[Detection examples]

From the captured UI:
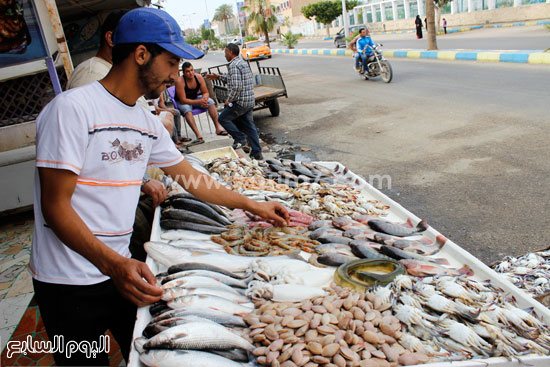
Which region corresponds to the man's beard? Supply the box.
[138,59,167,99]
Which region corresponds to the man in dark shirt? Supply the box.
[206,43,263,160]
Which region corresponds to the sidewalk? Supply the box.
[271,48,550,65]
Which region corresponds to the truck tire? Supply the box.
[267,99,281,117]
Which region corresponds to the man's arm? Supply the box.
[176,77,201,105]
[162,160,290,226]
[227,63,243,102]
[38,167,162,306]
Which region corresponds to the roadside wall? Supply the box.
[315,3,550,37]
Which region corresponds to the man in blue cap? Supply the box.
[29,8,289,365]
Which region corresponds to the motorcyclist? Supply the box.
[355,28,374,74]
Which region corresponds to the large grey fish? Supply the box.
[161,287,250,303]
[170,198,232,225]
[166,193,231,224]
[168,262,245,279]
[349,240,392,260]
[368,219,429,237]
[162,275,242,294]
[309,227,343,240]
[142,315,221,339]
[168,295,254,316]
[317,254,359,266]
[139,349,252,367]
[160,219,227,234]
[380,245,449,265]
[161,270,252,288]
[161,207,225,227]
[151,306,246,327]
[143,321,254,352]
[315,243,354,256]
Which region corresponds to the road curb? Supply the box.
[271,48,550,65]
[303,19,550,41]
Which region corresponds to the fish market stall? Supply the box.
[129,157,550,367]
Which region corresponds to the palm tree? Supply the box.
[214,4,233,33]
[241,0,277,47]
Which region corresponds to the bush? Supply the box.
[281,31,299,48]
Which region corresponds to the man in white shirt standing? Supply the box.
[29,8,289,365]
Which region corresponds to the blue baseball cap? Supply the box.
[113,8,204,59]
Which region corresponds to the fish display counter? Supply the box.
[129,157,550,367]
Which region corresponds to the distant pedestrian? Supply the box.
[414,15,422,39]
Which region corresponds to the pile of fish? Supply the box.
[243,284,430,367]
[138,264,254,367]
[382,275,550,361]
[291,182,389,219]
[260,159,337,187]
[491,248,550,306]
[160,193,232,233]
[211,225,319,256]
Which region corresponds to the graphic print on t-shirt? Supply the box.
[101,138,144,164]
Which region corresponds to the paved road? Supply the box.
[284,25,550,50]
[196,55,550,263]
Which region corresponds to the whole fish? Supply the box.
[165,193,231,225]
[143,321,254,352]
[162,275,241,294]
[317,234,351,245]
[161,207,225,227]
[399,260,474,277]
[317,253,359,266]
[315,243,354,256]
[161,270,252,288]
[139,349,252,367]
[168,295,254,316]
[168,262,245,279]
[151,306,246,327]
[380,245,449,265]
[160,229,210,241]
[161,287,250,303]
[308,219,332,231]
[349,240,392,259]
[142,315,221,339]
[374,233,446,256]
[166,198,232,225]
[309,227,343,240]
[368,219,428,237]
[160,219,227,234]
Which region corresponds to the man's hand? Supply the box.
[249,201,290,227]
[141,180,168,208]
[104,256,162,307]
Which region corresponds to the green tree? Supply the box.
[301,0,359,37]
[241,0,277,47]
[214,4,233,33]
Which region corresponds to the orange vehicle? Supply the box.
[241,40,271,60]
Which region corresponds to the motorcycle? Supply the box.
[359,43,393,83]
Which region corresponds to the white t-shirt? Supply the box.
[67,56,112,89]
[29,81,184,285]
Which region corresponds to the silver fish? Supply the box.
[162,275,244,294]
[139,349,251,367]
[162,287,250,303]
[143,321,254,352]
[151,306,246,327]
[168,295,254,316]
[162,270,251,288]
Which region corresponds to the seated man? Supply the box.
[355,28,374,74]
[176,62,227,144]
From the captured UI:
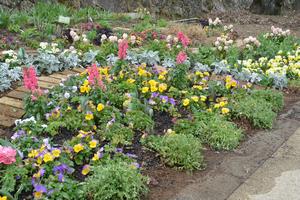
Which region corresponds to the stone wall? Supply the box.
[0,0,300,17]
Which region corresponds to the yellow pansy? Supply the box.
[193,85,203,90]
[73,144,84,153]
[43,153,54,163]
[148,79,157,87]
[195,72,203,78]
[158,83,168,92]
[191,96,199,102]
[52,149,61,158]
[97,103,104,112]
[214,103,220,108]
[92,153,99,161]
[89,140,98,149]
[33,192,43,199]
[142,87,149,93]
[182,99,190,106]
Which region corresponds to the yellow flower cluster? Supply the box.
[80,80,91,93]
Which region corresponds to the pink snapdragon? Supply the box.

- **TASK STATEMENT**
Reproduce every line of the records above word for word, leaving out the pictures.

- **RESPONSE**
From the captured UI:
Which region corresponds to the man's beard? Supply the box.
[138,59,167,99]
Which region corresponds to the man in dark shirt? Supply the box.
[206,43,263,160]
Which region corresponds to the sidewalk? Supply the box.
[271,48,550,65]
Which region corresponds to the truck tire? Supply the box.
[267,99,281,117]
Which region corresponds to the man's arm? Supply the box.
[176,77,201,105]
[162,160,290,226]
[227,63,243,102]
[38,167,162,306]
Which region corresponds to the roadside wall? Supply the box.
[315,3,550,37]
Which region corresponds to the man in blue cap? Supply the box.
[29,8,289,365]
Which region corresponds to the motorcyclist? Supply the box.
[355,28,374,74]
Which region corresponds to the large grey fish? Supply the box.
[161,287,250,303]
[170,198,232,225]
[166,193,231,224]
[168,262,245,279]
[349,240,392,260]
[368,219,429,237]
[162,275,242,294]
[309,227,343,240]
[142,315,221,339]
[168,295,254,316]
[317,254,359,266]
[139,349,252,367]
[160,219,227,234]
[380,245,449,265]
[161,270,252,288]
[161,207,225,227]
[151,306,246,327]
[143,321,254,352]
[315,243,354,256]
Which region corresponds to the road curb? Supply the box.
[271,48,550,65]
[303,19,550,41]
Which region corresponds to the fish market stall? Supply the box.
[129,157,550,367]
Which region corresponds to the palm tree? Supply the box.
[214,4,233,33]
[241,0,277,47]
Which region corresponds to the bush? Supply the box.
[281,31,299,48]
Which region corresponds to the man in white shirt standing? Supply the box.
[29,8,289,365]
Which region corresponds to the blue baseball cap? Supply the box.
[113,8,204,59]
Which region corresponds to the fish display counter? Supply the box.
[129,157,550,367]
Which region corresponds to the distant pedestrian? Supply the box.
[414,15,422,39]
Which region corresponds to the pile of fish? Supply the box.
[243,284,430,367]
[138,264,254,367]
[382,275,550,361]
[291,182,389,219]
[260,159,337,187]
[491,248,550,306]
[160,193,232,233]
[211,225,319,256]
Which region corresponds to the graphic print on t-shirt? Supply the box.
[101,138,144,164]
Which region corresponds to the paved road? Supply the box.
[284,25,550,50]
[196,55,550,263]
Which region corresponds to the whole fish? Supply the box.
[165,193,231,225]
[143,321,254,352]
[162,275,241,294]
[317,234,351,245]
[161,207,225,227]
[399,260,474,277]
[317,253,359,266]
[315,243,354,256]
[161,270,252,288]
[139,349,252,367]
[168,295,254,316]
[168,262,245,279]
[151,306,246,327]
[380,245,449,265]
[160,229,210,241]
[161,287,250,303]
[308,219,332,231]
[349,240,392,259]
[142,315,221,339]
[374,233,446,256]
[166,198,232,225]
[309,227,343,240]
[368,219,428,237]
[160,219,227,234]
Which region corresponds to the man's hand? Supply the box.
[249,201,290,227]
[141,180,168,208]
[104,256,162,307]
Which region corresponds to the green tree? Supply the box.
[301,0,359,37]
[241,0,277,47]
[214,4,233,33]
Which region corresponds to the orange vehicle? Supply the box.
[241,40,271,60]
Which region corresponds to the motorcycle? Supply the box.
[359,43,393,83]
Which region corresponds to the white t-shirt? Supply the box.
[67,56,112,89]
[29,81,184,285]
Which region corresponds to the silver fish? Supply the box.
[162,275,244,294]
[139,349,251,367]
[162,287,250,303]
[143,321,254,352]
[151,306,246,327]
[168,295,254,316]
[162,270,251,288]
Which region corresponds to the seated man? Supply the box.
[355,28,374,74]
[176,62,227,144]
From the captured UI:
Which region corresponds to the stone wall? Supply the box.
[0,0,300,17]
Which region corresponds to the yellow pansy? Supply the box.
[193,85,203,90]
[73,144,84,153]
[43,153,54,163]
[148,79,157,87]
[195,72,203,78]
[158,83,168,92]
[191,96,199,102]
[52,149,61,158]
[97,103,104,112]
[214,103,220,108]
[92,153,99,161]
[89,140,98,149]
[33,192,43,199]
[142,87,149,93]
[182,99,190,106]
Which region corresponds to the yellow flower cluster? Supply the box.
[80,80,91,93]
Which region corresponds to the pink snapdragon? Supply the box.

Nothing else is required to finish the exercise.